TEXT EXCERPT START

The band was renamed Félix Chappottín y su Conjunto Todos Estrellas. The band maintained a large repertoire of Arsenio Rodriguez, adding new pieces by Felix Chappottin and other artists. His son, Angel Chappottin Valdes, was also a trumpeter in the band. Felix Chappottín directed the band successfully until the year of his death in 1983.

From 1983 until the 1990s his son Angel Chappottín Valdes was musical director. Since then, the grandson of Felix Chappottín, Jesús Ángel Chappottín Coto, trumpeter, has directed the Conjunto Chappottín together Miguelito Cuni Jr., singer, percussionist and son of the former lead singer Miguelito Cuní. Angel Chappottín Valdes played congas with the group after his retirement.

In 2014, Conjunto Chappottín y Sus Estrellas made their first tour of the United States.

Style

The band dedicates to the traditional son with a variety of different stylistic elements such as son-montuno, guajira, guaracha, mambo, danzon, danzonette, charanga, afro-son, bembe, Cuban rumba (made up of yambú, columbia & guaguanco), and cha cha cha.

With the additional horn group Arsenio Rodríguez changed the traditional setting of a son band. Arsenio Rodríguez was one of the most influential Cuban musicians of the last century and had major influences of the development of Salsa and Latin jazz.

TEXT EXCERPT END

■ WORK TASK A: Reproduce the passage about the Chappottín band word for word, starting at "From 1983 until" and ending at "after his retirement.".
■ WORK TASK B:
Answer these questions from the passage about the Chappottín band:
(i) In what year did Felix Chappottín die?
(ii) In what year did Conjunto Chappottín y Sus Estrellas make their first tour of the United States?
(iii) What instrument did Angel Chappottín Valdes play with the group after his retirement?

DATA SHOWN START

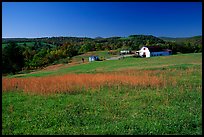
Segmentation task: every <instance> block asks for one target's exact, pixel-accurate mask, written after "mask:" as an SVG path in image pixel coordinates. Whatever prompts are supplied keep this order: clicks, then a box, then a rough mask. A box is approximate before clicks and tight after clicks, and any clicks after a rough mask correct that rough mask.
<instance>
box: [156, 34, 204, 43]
mask: <svg viewBox="0 0 204 137" xmlns="http://www.w3.org/2000/svg"><path fill="white" fill-rule="evenodd" d="M158 38H160V39H162V40H164V41H175V42H179V41H185V40H198V39H199V40H200V39H202V36H201V35H198V36H193V37H179V38H174V37H158Z"/></svg>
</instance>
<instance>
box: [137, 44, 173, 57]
mask: <svg viewBox="0 0 204 137" xmlns="http://www.w3.org/2000/svg"><path fill="white" fill-rule="evenodd" d="M136 54H137V55H139V56H140V57H146V58H148V57H152V56H169V55H171V54H172V50H169V49H162V48H160V47H158V46H143V47H142V48H141V49H140V50H139V51H137V52H136Z"/></svg>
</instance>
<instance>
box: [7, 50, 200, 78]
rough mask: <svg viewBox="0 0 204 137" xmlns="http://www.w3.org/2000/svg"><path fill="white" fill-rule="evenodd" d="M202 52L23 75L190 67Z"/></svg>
mask: <svg viewBox="0 0 204 137" xmlns="http://www.w3.org/2000/svg"><path fill="white" fill-rule="evenodd" d="M201 56H202V54H201V53H196V54H181V55H173V56H160V57H152V58H133V57H131V58H125V59H123V60H107V61H96V62H91V63H86V64H83V63H81V64H78V65H74V66H71V65H70V66H69V65H68V67H67V68H61V69H58V70H52V71H39V72H36V73H30V74H25V75H21V77H31V76H32V77H39V76H47V75H60V74H66V73H100V72H110V71H117V70H121V69H127V68H133V69H157V68H169V67H170V68H172V67H188V66H190V65H192V64H193V66H197V65H200V64H201V60H202V58H201ZM18 76H19V75H12V76H8V77H18Z"/></svg>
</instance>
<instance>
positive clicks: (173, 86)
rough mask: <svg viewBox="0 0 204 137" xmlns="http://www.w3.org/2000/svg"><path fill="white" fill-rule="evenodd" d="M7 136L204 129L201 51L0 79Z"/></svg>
mask: <svg viewBox="0 0 204 137" xmlns="http://www.w3.org/2000/svg"><path fill="white" fill-rule="evenodd" d="M2 82H3V83H2V89H3V92H2V134H3V135H8V134H10V135H13V134H14V135H21V134H25V135H26V134H32V135H46V134H48V135H49V134H56V135H57V134H77V135H81V134H97V135H98V134H102V135H106V134H110V135H121V134H127V135H145V134H153V135H168V134H181V135H183V134H186V135H195V134H199V135H200V134H202V99H201V97H202V54H201V53H198V54H180V55H173V56H168V57H152V58H125V59H123V60H110V61H100V62H91V63H85V64H83V63H82V64H78V65H72V66H69V65H68V67H66V68H60V69H58V70H53V71H38V72H36V73H30V74H25V75H22V76H21V77H20V76H18V75H14V76H9V77H3V78H2Z"/></svg>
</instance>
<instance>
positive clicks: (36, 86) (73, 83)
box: [2, 70, 176, 94]
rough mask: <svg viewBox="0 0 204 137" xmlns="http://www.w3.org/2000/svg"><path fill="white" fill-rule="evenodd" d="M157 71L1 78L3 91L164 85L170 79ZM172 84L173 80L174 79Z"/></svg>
mask: <svg viewBox="0 0 204 137" xmlns="http://www.w3.org/2000/svg"><path fill="white" fill-rule="evenodd" d="M157 73H159V72H157V71H144V70H143V71H135V70H126V71H120V72H115V73H103V74H101V73H100V74H66V75H61V76H47V77H31V78H3V81H2V82H3V83H2V88H3V91H16V90H23V91H24V92H33V93H45V94H48V93H58V92H77V91H82V90H89V89H100V88H101V87H103V86H107V87H110V88H111V87H113V86H130V87H131V86H134V87H135V86H137V87H165V86H166V85H167V84H168V82H169V83H171V84H172V81H173V80H172V79H167V78H164V77H163V76H157V75H156V74H157ZM174 84H176V83H175V81H174Z"/></svg>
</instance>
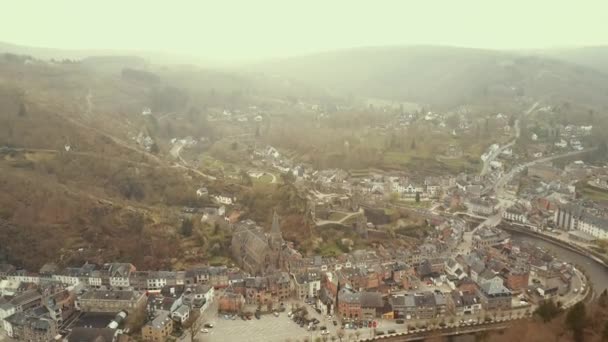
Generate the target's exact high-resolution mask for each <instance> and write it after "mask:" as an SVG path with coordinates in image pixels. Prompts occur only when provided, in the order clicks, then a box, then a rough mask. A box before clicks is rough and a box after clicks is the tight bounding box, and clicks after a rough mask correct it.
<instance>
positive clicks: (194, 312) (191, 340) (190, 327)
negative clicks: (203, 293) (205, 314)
mask: <svg viewBox="0 0 608 342" xmlns="http://www.w3.org/2000/svg"><path fill="white" fill-rule="evenodd" d="M200 316H201V313H200V311H198V310H195V311H192V312H190V317H189V318H188V320H187V321H186V322H184V324H183V327H184V329H187V330H188V332H189V333H190V342H194V341H195V338H196V335H197V334H198V333H199V331H200V328H201V326H202V325H203V321H202V320H201V319H199V318H200Z"/></svg>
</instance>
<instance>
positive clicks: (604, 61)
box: [539, 46, 608, 74]
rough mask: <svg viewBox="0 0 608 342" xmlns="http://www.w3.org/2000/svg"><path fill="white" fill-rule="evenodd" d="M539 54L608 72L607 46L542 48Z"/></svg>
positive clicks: (607, 51)
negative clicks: (569, 47) (550, 49)
mask: <svg viewBox="0 0 608 342" xmlns="http://www.w3.org/2000/svg"><path fill="white" fill-rule="evenodd" d="M539 54H541V55H544V56H547V57H551V58H555V59H559V60H563V61H566V62H569V63H573V64H578V65H582V66H585V67H588V68H591V69H595V70H597V71H600V72H602V73H605V74H608V46H590V47H583V48H571V49H553V50H544V51H541V52H540V53H539Z"/></svg>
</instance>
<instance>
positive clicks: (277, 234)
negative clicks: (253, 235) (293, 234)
mask: <svg viewBox="0 0 608 342" xmlns="http://www.w3.org/2000/svg"><path fill="white" fill-rule="evenodd" d="M270 234H272V235H273V236H275V235H276V236H281V226H280V225H279V215H277V211H276V210H275V211H274V213H273V214H272V227H271V228H270Z"/></svg>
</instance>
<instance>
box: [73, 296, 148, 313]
mask: <svg viewBox="0 0 608 342" xmlns="http://www.w3.org/2000/svg"><path fill="white" fill-rule="evenodd" d="M146 298H147V297H146V295H145V293H143V292H137V291H88V292H85V293H83V294H82V295H80V296H78V299H77V304H78V305H77V306H78V308H79V309H80V310H81V311H83V312H107V313H117V312H119V311H121V310H127V311H128V312H134V311H136V310H137V309H138V308H142V307H144V306H145V305H146Z"/></svg>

DATA SHOWN END

■ EXERCISE RESPONSE A:
From 1983 until the 1990s his son Angel Chappottín Valdes was musical director. Since then, the grandson of Felix Chappottín, Jesús Ángel Chappottín Coto, trumpeter, has directed the Conjunto Chappottín together Miguelito Cuni Jr., singer, percussionist and son of the former lead singer Miguelito Cuní. Angel Chappottín Valdes played congas with the group after his retirement.

■ EXERCISE RESPONSE B:
(i) 1983
(ii) 2014
(iii) Congas